Listing for bounding box labeling
★ ★ ★ ★ ★ ★ ★

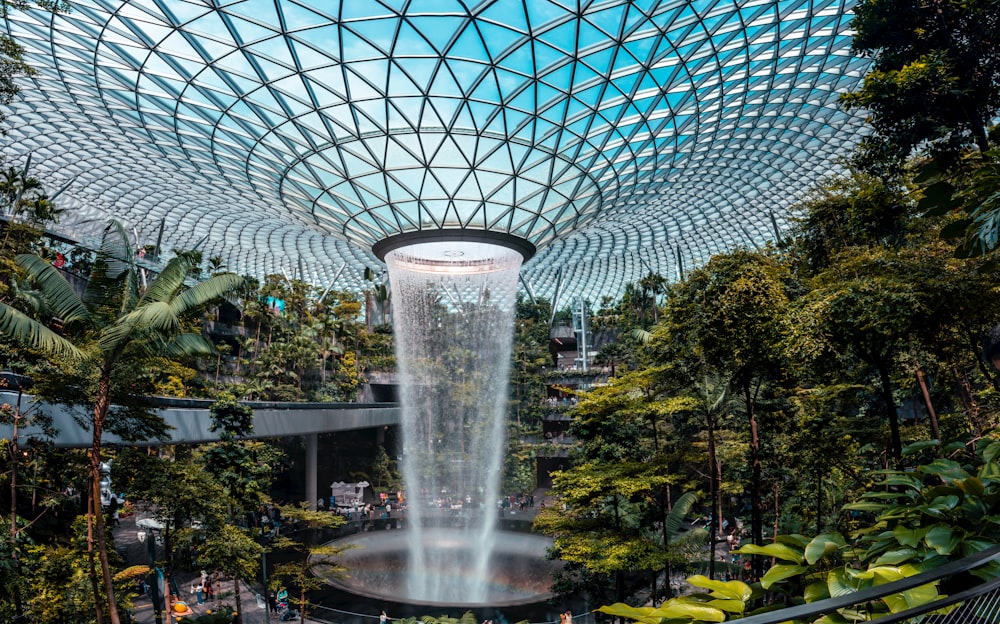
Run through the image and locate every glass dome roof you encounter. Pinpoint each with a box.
[0,0,867,300]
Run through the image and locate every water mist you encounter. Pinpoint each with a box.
[385,241,522,603]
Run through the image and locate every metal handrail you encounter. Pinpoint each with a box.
[738,545,1000,624]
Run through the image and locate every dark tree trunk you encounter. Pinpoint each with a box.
[877,364,903,469]
[90,369,120,624]
[743,385,764,578]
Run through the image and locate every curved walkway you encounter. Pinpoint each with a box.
[0,391,400,448]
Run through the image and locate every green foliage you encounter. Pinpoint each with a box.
[842,0,1000,170]
[208,392,253,441]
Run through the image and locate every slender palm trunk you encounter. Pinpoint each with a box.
[10,394,24,618]
[90,368,120,624]
[87,487,104,624]
[708,416,722,580]
[233,574,243,622]
[743,386,764,577]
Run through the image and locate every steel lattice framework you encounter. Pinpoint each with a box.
[2,0,867,299]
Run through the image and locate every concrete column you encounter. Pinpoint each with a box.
[306,433,319,510]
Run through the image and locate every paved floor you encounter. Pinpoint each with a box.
[113,490,552,624]
[114,516,277,624]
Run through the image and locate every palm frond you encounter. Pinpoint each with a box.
[100,302,181,353]
[83,220,138,317]
[170,273,244,316]
[666,492,698,538]
[161,334,216,358]
[15,254,90,327]
[0,303,86,360]
[630,327,653,344]
[138,255,191,306]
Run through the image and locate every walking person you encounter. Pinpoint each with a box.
[267,589,278,618]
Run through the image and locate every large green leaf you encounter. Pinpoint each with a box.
[688,574,753,601]
[875,544,918,565]
[892,524,930,548]
[903,440,941,457]
[826,567,872,598]
[137,255,191,306]
[760,563,809,589]
[705,598,747,615]
[917,458,971,479]
[923,495,960,518]
[83,220,139,318]
[0,303,86,360]
[735,544,803,563]
[667,492,698,537]
[162,334,218,358]
[882,583,941,613]
[924,524,963,555]
[170,273,244,316]
[804,533,847,565]
[16,254,90,328]
[983,441,1000,462]
[597,598,726,624]
[802,581,830,602]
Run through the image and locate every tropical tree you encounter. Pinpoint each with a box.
[0,222,242,624]
[843,0,1000,170]
[271,502,346,620]
[198,524,264,613]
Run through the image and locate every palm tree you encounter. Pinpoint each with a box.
[0,221,242,624]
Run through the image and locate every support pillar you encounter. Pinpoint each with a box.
[306,433,319,510]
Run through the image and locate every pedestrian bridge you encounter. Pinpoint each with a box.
[0,391,400,448]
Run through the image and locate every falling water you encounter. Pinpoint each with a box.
[385,241,522,603]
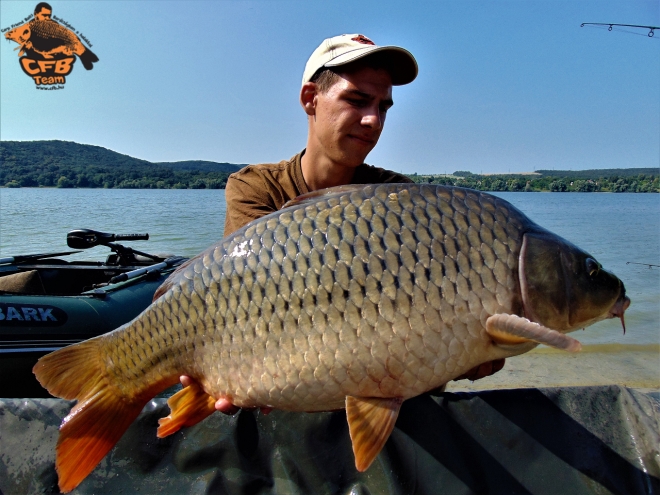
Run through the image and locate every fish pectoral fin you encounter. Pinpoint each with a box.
[157,382,215,438]
[486,314,582,352]
[346,396,403,472]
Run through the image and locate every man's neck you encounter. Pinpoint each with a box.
[300,148,355,191]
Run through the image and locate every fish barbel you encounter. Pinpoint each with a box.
[34,184,630,491]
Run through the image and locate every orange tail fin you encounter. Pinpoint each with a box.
[32,338,150,493]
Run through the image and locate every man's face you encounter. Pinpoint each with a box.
[34,7,52,21]
[312,67,393,167]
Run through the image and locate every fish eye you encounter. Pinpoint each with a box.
[586,258,600,277]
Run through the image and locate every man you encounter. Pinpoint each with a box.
[181,34,504,414]
[34,2,53,21]
[225,34,417,236]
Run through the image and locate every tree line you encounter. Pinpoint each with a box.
[0,141,241,189]
[0,141,660,193]
[409,172,660,193]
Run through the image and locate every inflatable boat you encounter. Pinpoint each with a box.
[0,229,186,398]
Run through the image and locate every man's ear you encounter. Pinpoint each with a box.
[300,82,318,116]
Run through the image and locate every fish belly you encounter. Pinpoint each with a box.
[105,184,526,411]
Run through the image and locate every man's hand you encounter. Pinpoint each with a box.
[179,375,241,415]
[454,359,504,381]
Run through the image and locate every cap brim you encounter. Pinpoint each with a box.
[323,46,418,86]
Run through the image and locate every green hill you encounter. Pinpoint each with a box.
[536,168,660,179]
[0,141,244,189]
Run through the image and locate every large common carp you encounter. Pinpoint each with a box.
[34,184,630,491]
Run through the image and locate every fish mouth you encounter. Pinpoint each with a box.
[607,286,630,334]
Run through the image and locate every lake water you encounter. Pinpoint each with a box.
[0,188,660,352]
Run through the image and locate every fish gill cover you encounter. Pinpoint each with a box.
[2,2,99,90]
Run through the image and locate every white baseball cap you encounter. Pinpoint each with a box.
[303,34,417,86]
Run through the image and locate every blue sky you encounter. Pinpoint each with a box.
[0,0,660,173]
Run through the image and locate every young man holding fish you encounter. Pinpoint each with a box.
[34,33,630,492]
[191,34,504,414]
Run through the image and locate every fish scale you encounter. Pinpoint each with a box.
[100,185,525,411]
[34,184,630,492]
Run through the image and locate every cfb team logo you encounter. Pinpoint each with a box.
[2,2,99,89]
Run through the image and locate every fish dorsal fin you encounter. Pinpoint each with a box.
[282,184,367,208]
[157,382,215,438]
[486,314,582,352]
[346,396,403,472]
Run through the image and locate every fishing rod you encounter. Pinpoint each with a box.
[580,22,660,37]
[626,261,660,270]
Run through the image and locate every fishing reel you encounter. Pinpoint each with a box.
[66,229,165,266]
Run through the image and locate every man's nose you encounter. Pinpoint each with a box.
[362,107,383,129]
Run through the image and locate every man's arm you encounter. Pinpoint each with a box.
[224,176,277,237]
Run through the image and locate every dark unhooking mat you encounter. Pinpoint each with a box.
[0,388,660,495]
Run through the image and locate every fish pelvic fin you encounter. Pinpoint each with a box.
[346,396,403,472]
[32,338,150,493]
[157,382,215,438]
[486,314,582,352]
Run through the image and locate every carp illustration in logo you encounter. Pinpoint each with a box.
[5,2,99,85]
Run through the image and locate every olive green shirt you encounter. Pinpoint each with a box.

★ ★ ★ ★ ★ ★ ★

Task instructions
Copy word for word the part of the listing above that opens with the line containing "Run through the image and locate every concrete" and closes with the line containing "[267,589,278,618]", with both of those lines included.

The solution
Run through the image and locate every concrete column you encounter. Pinpoint each with a box.
[306,433,319,510]
Run through the image and locate every paved floor you encounter. Pinpoint each with a box.
[113,490,552,624]
[114,516,277,624]
Run through the image and locate every palm frond you encounter. Pinpoint each with a box.
[100,302,181,353]
[83,220,138,317]
[170,273,244,316]
[666,492,698,538]
[161,334,216,358]
[15,254,90,327]
[0,303,86,360]
[630,327,653,344]
[138,255,191,306]
Run through the image and locate every walking person you encounter. Pinpoint each with a box.
[267,589,278,618]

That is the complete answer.